Recorded information:
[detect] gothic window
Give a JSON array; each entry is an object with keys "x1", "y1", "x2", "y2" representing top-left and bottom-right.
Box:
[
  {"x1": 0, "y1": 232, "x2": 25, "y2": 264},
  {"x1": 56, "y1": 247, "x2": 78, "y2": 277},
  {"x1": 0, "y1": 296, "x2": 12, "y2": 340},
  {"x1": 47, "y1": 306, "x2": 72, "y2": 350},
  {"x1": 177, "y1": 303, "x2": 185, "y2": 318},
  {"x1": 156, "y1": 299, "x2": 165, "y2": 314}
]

Assignment: Down to the final line, the data above must be copied exactly.

The completed task:
[detect] gothic window
Give a JSON array; each entry is an object with keys "x1", "y1", "x2", "y2" representing top-left and bottom-right.
Box:
[
  {"x1": 0, "y1": 232, "x2": 25, "y2": 264},
  {"x1": 56, "y1": 247, "x2": 78, "y2": 277},
  {"x1": 0, "y1": 296, "x2": 12, "y2": 340},
  {"x1": 47, "y1": 306, "x2": 72, "y2": 350},
  {"x1": 177, "y1": 303, "x2": 185, "y2": 318},
  {"x1": 156, "y1": 299, "x2": 165, "y2": 314}
]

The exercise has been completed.